Extend the forum thread on the inverse FFT of a real-valued frequency vector, picking up right after its final quoted line.

## TEXT SECTION
---

Started by Pawel March 24, 2008
Hello All,

I did some very simple ifft of real valued vector representing
frequency domain samples ie. X[n]=[1 2 3 3 2]; imaginary part is 0 for
all samples, to my surprise recreated time domain signal is h[n]=[2.2
-0.52  -0.076 -0.076 -0.52].Those two last samples in h[n] look like
they are just symmetry around first sample. According to my knowledge
this should represent noncausal filter with symmetry around sample 0 -
zero imaginary part hence phase for all samples is 0. Why this
repetition of last two samples - shouldn't they be at the begining. Or
in the other words how to define filter that is symmetrical around
sample 0?

Kind regards

Pawel
Reply by Tim Wescott March 24, 20082008-03-24
Pawel wrote:

> Hello All,
> 
> I did some very simple ifft of real valued vector representing
> frequency domain samples ie. X[n]=[1 2 3 3 2]; imaginary part is 0 for
> all samples, to my surprise recreated time domain signal is h[n]=[2.2
> -0.52  -0.076 -0.076 -0.52].Those two last samples in h[n] look like
> they are just symmetry around first sample. According to my knowledge
> this should represent noncausal filter with symmetry around sample 0 -
> zero imaginary part hence phase for all samples is 0. Why this
> repetition of last two samples - shouldn't they be at the begining. Or
> in the other words how to define filter that is symmetrical around
> sample 0?
> 
> Kind regards
> 
> Pawel


Your results are correct, only your interpretation of them is confused.

The FFT and IFFT use math that is exactly appropriate for sampled, 
strictly periodic data.  So if you have samples ranging from 0..N-1, 
your (N-1)th sample is equal to sample -1, your (N-2)th sample is equal 
to sample -2, etc.

-- 

Tim Wescott
Wescott Design Services
http://www.wescottdesign.com

Do you need to implement control loops in software?
"Applied Control Theory for Embedded Systems" gives you just what it says.
See details at http://www.wescottdesign.com/actfes/actfes.html
Reply by Pawel March 24, 20082008-03-24
On Mar 24, 5:46 pm, Tim Wescott <t...@seemywebsite.com> wrote:

> Pawel wrote:
> > Hello All,
>
> > I did some very simple ifft of real valued vector representing
> > frequency domain samples ie. X[n]=[1 2 3 3 2]; imaginary part is 0 for
> > all samples, to my surprise recreated time domain signal is h[n]=[2.2
> > -0.52  -0.076 -0.076 -0.52].Those two last samples in h[n] look like
> > they are just symmetry around first sample. According to my knowledge
> > this should represent noncausal filter with symmetry around sample 0 -
> > zero imaginary part hence phase for all samples is 0. Why this
> > repetition of last two samples - shouldn't they be at the begining. Or
> > in the other words how to define filter that is symmetrical around
> > sample 0?

---

## DATA
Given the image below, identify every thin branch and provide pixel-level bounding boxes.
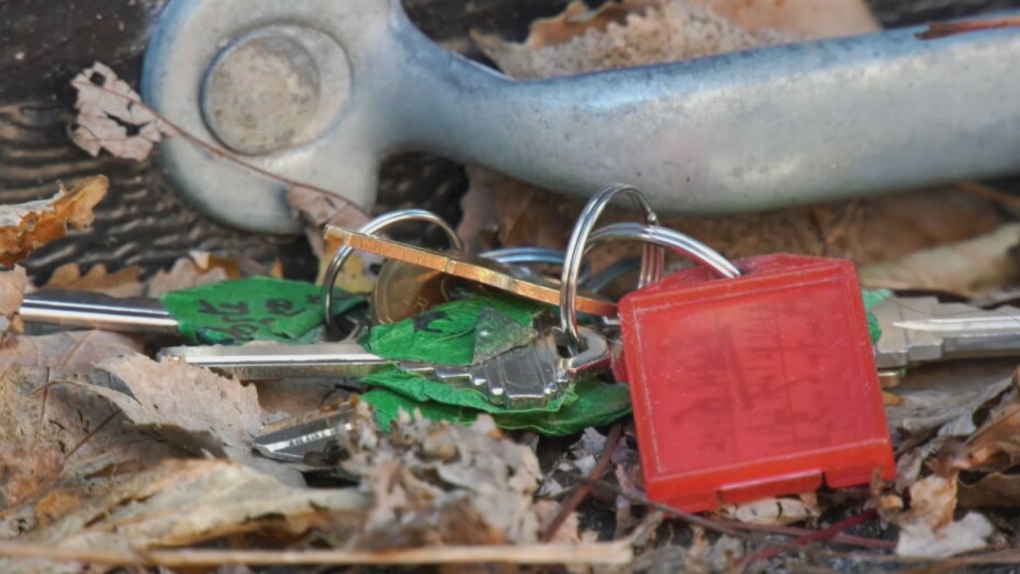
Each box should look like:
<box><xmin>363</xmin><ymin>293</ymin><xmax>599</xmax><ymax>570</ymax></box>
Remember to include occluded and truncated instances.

---

## OUTPUT BELOW
>
> > Kind regards
>
> > Pawel
>
> Your results are correct, only your interpretation of them is confused.
>
> The FFT and IFFT use math that is exactly appropriate for sampled,
> strictly periodic data.  So if you have samples ranging from 0..N-1,
> your (N-1)th sample is equal to sample -1, your (N-2)th sample is equal
> to sample -2, etc.
>
> --
>
> Tim Wescott
> Wescott Design Serviceshttp://www.wescottdesign.com
>
> Do you need to implement control loops in software?
> "Applied Control Theory for Embedded Systems" gives you just what it says.
> See details athttp://www.wescottdesign.com/actfes/actfes.html


Hi Tim,

Thanks for Your explanation, however (sorry for trivial question but
only stupid do not ask), shouldn't be that N-1 sample in time domain
should be followed by 0  sample - to create periodic picture, in my
example N-1 is followed by value of sample -1.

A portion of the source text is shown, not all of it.